Task prompt.
Return every line of the rows below that contains the string "leaf", treating uppercase and lowercase as different.

[START Exercise data]

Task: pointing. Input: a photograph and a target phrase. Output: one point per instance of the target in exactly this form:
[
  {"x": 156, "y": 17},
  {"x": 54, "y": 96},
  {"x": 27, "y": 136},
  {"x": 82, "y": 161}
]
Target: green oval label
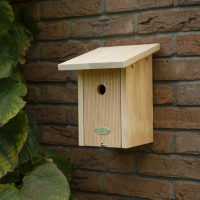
[{"x": 102, "y": 130}]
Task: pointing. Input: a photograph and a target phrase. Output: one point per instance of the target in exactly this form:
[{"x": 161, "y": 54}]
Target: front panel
[{"x": 102, "y": 107}]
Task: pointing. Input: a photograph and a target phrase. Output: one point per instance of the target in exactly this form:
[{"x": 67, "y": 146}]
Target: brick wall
[{"x": 169, "y": 168}]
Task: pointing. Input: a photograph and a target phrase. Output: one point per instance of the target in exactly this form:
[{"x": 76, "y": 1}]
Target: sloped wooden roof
[{"x": 110, "y": 57}]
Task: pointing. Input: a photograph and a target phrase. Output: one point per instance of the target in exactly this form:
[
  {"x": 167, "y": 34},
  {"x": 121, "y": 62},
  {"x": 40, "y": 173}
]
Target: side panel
[
  {"x": 102, "y": 110},
  {"x": 123, "y": 108},
  {"x": 139, "y": 102},
  {"x": 80, "y": 107}
]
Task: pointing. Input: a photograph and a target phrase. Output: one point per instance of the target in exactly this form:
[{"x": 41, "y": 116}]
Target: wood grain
[
  {"x": 80, "y": 108},
  {"x": 123, "y": 108},
  {"x": 102, "y": 110},
  {"x": 139, "y": 103},
  {"x": 110, "y": 57}
]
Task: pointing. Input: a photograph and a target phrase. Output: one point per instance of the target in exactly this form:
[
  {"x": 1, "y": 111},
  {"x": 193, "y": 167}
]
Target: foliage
[
  {"x": 27, "y": 171},
  {"x": 45, "y": 182}
]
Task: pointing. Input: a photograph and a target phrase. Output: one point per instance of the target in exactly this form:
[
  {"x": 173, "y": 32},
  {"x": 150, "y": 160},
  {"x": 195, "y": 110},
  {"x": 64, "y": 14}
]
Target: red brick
[
  {"x": 32, "y": 96},
  {"x": 176, "y": 70},
  {"x": 32, "y": 54},
  {"x": 71, "y": 8},
  {"x": 66, "y": 51},
  {"x": 162, "y": 94},
  {"x": 112, "y": 6},
  {"x": 63, "y": 151},
  {"x": 34, "y": 10},
  {"x": 187, "y": 191},
  {"x": 161, "y": 144},
  {"x": 188, "y": 94},
  {"x": 74, "y": 116},
  {"x": 54, "y": 31},
  {"x": 43, "y": 73},
  {"x": 177, "y": 118},
  {"x": 59, "y": 136},
  {"x": 74, "y": 75},
  {"x": 102, "y": 161},
  {"x": 165, "y": 44},
  {"x": 135, "y": 187},
  {"x": 56, "y": 94},
  {"x": 188, "y": 2},
  {"x": 188, "y": 45},
  {"x": 168, "y": 167},
  {"x": 103, "y": 27},
  {"x": 188, "y": 143},
  {"x": 88, "y": 197},
  {"x": 85, "y": 181},
  {"x": 48, "y": 114},
  {"x": 186, "y": 20}
]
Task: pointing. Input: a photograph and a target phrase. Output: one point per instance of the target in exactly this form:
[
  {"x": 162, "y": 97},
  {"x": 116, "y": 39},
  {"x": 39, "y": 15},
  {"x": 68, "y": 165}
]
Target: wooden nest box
[{"x": 115, "y": 95}]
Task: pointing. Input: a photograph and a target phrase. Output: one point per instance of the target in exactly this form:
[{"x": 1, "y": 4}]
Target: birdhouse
[{"x": 115, "y": 95}]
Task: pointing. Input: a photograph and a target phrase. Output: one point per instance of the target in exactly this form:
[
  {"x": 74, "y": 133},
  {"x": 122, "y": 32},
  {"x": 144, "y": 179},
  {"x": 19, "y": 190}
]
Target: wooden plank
[
  {"x": 123, "y": 108},
  {"x": 139, "y": 101},
  {"x": 102, "y": 110},
  {"x": 110, "y": 57},
  {"x": 80, "y": 108}
]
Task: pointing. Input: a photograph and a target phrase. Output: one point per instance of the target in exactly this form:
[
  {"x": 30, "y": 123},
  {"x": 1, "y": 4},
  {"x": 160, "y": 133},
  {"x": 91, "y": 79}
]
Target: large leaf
[
  {"x": 10, "y": 178},
  {"x": 62, "y": 161},
  {"x": 45, "y": 182},
  {"x": 6, "y": 16},
  {"x": 31, "y": 147},
  {"x": 10, "y": 98},
  {"x": 12, "y": 137},
  {"x": 24, "y": 18},
  {"x": 7, "y": 62}
]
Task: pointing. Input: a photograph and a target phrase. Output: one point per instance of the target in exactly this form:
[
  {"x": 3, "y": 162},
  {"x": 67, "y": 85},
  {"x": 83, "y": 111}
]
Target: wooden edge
[
  {"x": 142, "y": 55},
  {"x": 80, "y": 107},
  {"x": 123, "y": 108}
]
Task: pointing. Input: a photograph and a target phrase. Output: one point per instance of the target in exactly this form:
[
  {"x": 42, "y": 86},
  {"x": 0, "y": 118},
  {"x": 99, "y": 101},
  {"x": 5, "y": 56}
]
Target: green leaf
[
  {"x": 10, "y": 178},
  {"x": 62, "y": 161},
  {"x": 24, "y": 18},
  {"x": 20, "y": 42},
  {"x": 6, "y": 16},
  {"x": 32, "y": 144},
  {"x": 12, "y": 137},
  {"x": 45, "y": 182},
  {"x": 10, "y": 98}
]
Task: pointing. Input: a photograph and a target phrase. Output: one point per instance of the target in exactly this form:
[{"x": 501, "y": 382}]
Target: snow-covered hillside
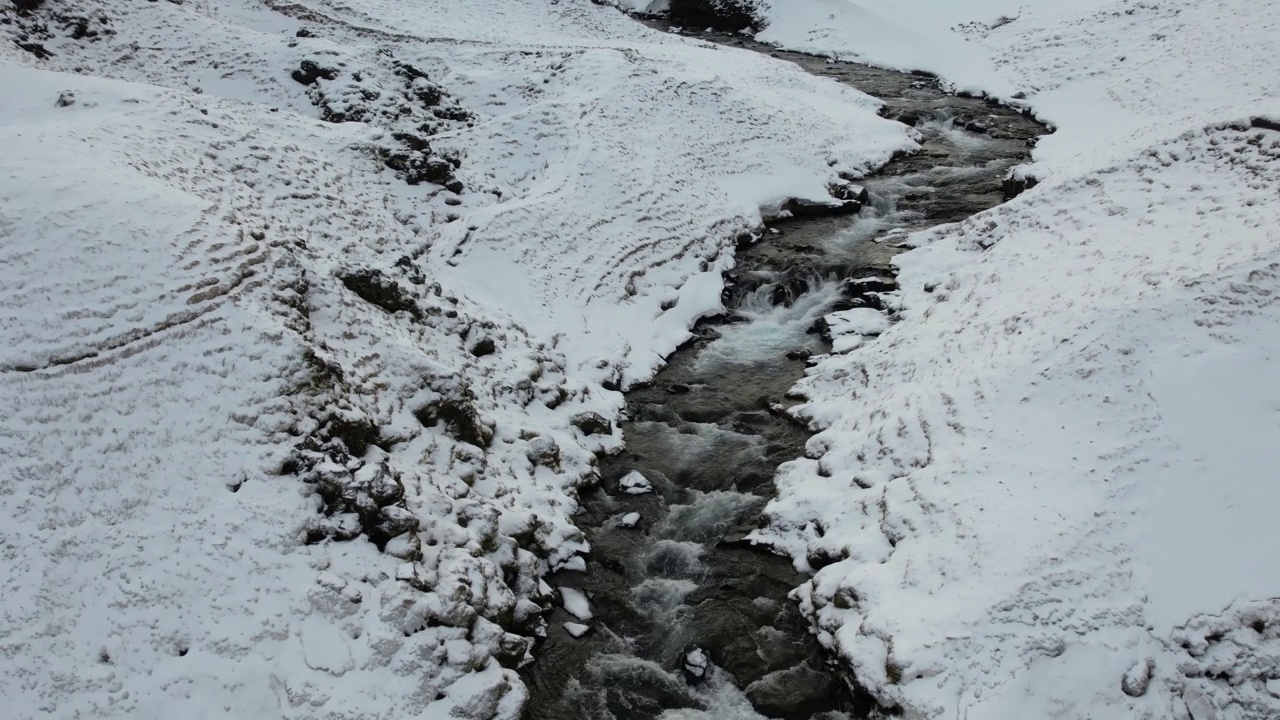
[
  {"x": 1050, "y": 486},
  {"x": 240, "y": 332}
]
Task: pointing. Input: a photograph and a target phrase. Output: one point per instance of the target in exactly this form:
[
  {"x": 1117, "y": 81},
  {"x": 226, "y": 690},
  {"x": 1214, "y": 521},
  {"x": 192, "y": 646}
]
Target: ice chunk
[
  {"x": 576, "y": 604},
  {"x": 635, "y": 483}
]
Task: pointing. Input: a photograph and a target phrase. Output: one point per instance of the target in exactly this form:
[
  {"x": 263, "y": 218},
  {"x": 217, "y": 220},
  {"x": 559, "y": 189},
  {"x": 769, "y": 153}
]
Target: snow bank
[
  {"x": 1045, "y": 491},
  {"x": 293, "y": 411}
]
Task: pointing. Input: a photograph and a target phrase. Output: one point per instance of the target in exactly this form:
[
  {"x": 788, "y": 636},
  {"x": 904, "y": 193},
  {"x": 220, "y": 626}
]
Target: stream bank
[{"x": 686, "y": 618}]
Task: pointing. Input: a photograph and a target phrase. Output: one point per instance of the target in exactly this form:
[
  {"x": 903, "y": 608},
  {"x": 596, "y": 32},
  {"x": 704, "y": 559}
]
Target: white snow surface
[
  {"x": 179, "y": 354},
  {"x": 1060, "y": 463}
]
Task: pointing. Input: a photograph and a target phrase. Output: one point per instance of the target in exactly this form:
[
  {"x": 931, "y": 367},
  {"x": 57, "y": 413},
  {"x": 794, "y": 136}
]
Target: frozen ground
[
  {"x": 234, "y": 336},
  {"x": 1056, "y": 474}
]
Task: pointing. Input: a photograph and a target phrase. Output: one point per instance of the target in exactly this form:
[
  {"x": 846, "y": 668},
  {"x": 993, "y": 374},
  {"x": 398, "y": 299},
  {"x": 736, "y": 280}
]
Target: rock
[
  {"x": 1137, "y": 679},
  {"x": 543, "y": 451},
  {"x": 635, "y": 483},
  {"x": 796, "y": 692},
  {"x": 512, "y": 650},
  {"x": 876, "y": 283},
  {"x": 309, "y": 73},
  {"x": 810, "y": 209},
  {"x": 698, "y": 666},
  {"x": 730, "y": 16},
  {"x": 374, "y": 286},
  {"x": 1015, "y": 186},
  {"x": 592, "y": 424}
]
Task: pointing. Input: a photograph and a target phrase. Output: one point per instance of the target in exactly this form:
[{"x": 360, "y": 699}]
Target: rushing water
[{"x": 709, "y": 432}]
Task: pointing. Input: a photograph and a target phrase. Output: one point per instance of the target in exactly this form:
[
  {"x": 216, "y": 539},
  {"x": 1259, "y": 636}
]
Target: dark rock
[
  {"x": 309, "y": 73},
  {"x": 543, "y": 451},
  {"x": 374, "y": 286},
  {"x": 391, "y": 523},
  {"x": 796, "y": 693},
  {"x": 36, "y": 49},
  {"x": 810, "y": 209},
  {"x": 593, "y": 424},
  {"x": 1265, "y": 123},
  {"x": 461, "y": 420},
  {"x": 728, "y": 16},
  {"x": 860, "y": 287},
  {"x": 1015, "y": 186},
  {"x": 355, "y": 433}
]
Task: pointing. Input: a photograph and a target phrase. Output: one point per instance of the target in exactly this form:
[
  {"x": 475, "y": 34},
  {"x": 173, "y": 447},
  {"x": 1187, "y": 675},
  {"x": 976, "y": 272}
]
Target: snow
[
  {"x": 234, "y": 337},
  {"x": 576, "y": 604},
  {"x": 1060, "y": 461},
  {"x": 1054, "y": 466}
]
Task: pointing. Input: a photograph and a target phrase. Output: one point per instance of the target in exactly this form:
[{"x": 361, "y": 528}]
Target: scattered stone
[
  {"x": 309, "y": 73},
  {"x": 795, "y": 692},
  {"x": 576, "y": 564},
  {"x": 1137, "y": 679},
  {"x": 809, "y": 209},
  {"x": 635, "y": 483},
  {"x": 698, "y": 666},
  {"x": 1015, "y": 186},
  {"x": 375, "y": 287},
  {"x": 543, "y": 451},
  {"x": 593, "y": 424}
]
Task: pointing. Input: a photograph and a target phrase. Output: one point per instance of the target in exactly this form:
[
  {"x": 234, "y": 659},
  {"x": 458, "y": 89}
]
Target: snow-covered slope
[
  {"x": 237, "y": 336},
  {"x": 1052, "y": 478}
]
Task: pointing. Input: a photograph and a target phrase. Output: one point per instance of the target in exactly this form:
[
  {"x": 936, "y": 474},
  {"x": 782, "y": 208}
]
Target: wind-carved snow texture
[
  {"x": 1061, "y": 466},
  {"x": 295, "y": 410}
]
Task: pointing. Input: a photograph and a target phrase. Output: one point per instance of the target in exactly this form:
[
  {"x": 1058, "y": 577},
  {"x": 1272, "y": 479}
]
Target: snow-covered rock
[
  {"x": 576, "y": 604},
  {"x": 635, "y": 483},
  {"x": 300, "y": 288},
  {"x": 1057, "y": 464}
]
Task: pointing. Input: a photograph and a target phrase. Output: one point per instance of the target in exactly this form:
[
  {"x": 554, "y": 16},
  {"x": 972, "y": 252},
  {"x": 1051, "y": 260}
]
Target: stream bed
[{"x": 686, "y": 618}]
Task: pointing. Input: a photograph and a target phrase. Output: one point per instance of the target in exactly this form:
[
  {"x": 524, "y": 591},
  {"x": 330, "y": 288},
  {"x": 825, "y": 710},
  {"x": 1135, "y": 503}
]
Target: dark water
[{"x": 709, "y": 433}]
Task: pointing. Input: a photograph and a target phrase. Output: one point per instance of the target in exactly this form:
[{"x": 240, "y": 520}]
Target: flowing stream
[{"x": 688, "y": 619}]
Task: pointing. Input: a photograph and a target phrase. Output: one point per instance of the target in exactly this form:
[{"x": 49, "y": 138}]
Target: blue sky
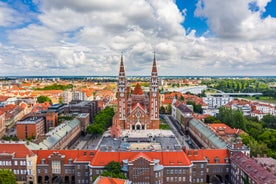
[{"x": 86, "y": 37}]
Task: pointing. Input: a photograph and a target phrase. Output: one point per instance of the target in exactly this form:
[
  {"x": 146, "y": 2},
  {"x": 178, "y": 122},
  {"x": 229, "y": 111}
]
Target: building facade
[
  {"x": 30, "y": 127},
  {"x": 21, "y": 160},
  {"x": 2, "y": 124},
  {"x": 136, "y": 110}
]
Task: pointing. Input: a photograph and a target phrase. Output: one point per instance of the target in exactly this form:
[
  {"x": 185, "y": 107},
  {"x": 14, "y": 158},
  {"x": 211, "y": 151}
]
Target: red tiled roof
[
  {"x": 223, "y": 128},
  {"x": 3, "y": 98},
  {"x": 255, "y": 171},
  {"x": 138, "y": 105},
  {"x": 140, "y": 154},
  {"x": 211, "y": 154},
  {"x": 107, "y": 180},
  {"x": 138, "y": 90},
  {"x": 75, "y": 155},
  {"x": 18, "y": 149},
  {"x": 177, "y": 158}
]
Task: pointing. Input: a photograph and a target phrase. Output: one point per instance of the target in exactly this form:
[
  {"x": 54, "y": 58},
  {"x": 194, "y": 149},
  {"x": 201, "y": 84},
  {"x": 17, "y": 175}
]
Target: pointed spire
[
  {"x": 154, "y": 68},
  {"x": 122, "y": 68}
]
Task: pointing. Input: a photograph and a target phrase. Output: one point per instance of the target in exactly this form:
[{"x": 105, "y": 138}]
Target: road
[
  {"x": 179, "y": 135},
  {"x": 183, "y": 139}
]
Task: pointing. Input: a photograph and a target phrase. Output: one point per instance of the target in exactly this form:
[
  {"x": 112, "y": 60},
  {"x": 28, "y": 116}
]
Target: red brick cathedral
[{"x": 136, "y": 110}]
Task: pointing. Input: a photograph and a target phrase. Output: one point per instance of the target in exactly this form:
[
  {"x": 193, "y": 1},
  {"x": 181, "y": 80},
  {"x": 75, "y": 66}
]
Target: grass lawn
[{"x": 263, "y": 99}]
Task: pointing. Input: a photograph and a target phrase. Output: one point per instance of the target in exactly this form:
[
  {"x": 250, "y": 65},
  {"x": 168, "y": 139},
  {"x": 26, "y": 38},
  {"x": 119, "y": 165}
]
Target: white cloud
[
  {"x": 7, "y": 15},
  {"x": 86, "y": 38},
  {"x": 234, "y": 19}
]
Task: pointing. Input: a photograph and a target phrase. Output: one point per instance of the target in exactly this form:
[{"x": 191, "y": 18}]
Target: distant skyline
[{"x": 189, "y": 37}]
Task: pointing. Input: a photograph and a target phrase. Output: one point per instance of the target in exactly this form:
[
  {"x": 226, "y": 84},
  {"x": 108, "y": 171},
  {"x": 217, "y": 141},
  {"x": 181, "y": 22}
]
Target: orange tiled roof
[
  {"x": 138, "y": 90},
  {"x": 167, "y": 158},
  {"x": 107, "y": 180},
  {"x": 210, "y": 154},
  {"x": 75, "y": 155},
  {"x": 225, "y": 129},
  {"x": 138, "y": 105},
  {"x": 19, "y": 150},
  {"x": 140, "y": 154}
]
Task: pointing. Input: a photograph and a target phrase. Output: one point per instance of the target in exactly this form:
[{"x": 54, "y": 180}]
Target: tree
[
  {"x": 113, "y": 169},
  {"x": 7, "y": 177},
  {"x": 269, "y": 121},
  {"x": 211, "y": 119},
  {"x": 197, "y": 107},
  {"x": 169, "y": 109},
  {"x": 42, "y": 99},
  {"x": 162, "y": 110},
  {"x": 101, "y": 121}
]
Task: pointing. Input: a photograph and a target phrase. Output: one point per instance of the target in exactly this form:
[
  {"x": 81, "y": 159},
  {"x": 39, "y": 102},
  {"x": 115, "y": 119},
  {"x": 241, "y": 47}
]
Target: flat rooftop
[
  {"x": 145, "y": 140},
  {"x": 31, "y": 120}
]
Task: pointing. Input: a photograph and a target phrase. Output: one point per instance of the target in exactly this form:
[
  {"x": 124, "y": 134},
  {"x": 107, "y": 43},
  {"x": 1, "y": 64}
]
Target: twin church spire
[{"x": 137, "y": 110}]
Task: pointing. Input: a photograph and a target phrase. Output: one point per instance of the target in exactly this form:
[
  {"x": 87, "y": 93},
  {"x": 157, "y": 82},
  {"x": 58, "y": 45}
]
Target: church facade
[{"x": 137, "y": 110}]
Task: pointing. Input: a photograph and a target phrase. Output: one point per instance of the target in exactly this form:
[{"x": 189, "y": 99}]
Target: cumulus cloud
[
  {"x": 234, "y": 19},
  {"x": 86, "y": 38}
]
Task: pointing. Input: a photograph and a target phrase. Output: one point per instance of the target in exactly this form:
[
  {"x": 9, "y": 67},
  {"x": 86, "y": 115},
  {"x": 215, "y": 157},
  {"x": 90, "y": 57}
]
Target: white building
[{"x": 216, "y": 102}]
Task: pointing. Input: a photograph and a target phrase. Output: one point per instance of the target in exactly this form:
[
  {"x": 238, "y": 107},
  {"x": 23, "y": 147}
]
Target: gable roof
[
  {"x": 138, "y": 90},
  {"x": 139, "y": 155},
  {"x": 212, "y": 156},
  {"x": 108, "y": 180},
  {"x": 166, "y": 158},
  {"x": 19, "y": 150},
  {"x": 255, "y": 171},
  {"x": 75, "y": 155}
]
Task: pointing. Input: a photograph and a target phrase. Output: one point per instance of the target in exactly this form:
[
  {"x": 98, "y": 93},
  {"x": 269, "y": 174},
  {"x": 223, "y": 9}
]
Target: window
[
  {"x": 43, "y": 161},
  {"x": 70, "y": 161},
  {"x": 29, "y": 163},
  {"x": 56, "y": 167}
]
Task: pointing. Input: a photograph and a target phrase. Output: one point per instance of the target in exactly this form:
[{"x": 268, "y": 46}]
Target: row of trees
[
  {"x": 7, "y": 177},
  {"x": 102, "y": 121},
  {"x": 241, "y": 85},
  {"x": 56, "y": 87},
  {"x": 42, "y": 99},
  {"x": 260, "y": 138}
]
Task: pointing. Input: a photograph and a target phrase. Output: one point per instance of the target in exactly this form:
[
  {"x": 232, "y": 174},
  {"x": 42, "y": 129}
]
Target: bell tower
[
  {"x": 122, "y": 92},
  {"x": 154, "y": 97}
]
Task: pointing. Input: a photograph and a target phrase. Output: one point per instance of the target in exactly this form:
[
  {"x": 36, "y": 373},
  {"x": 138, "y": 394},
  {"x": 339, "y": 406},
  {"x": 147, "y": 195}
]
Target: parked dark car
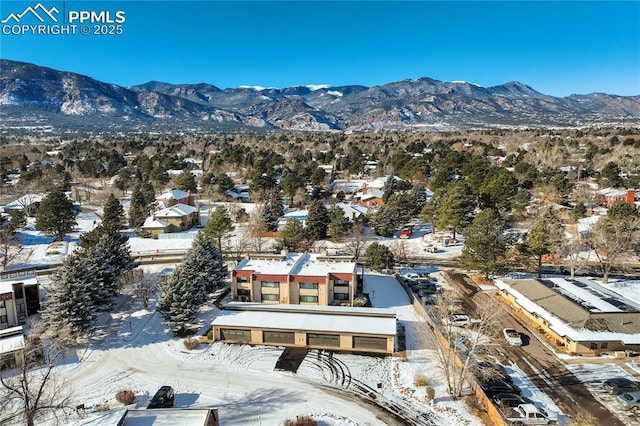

[END Exercise data]

Completed exercise.
Target: large leaf
Target: green leaf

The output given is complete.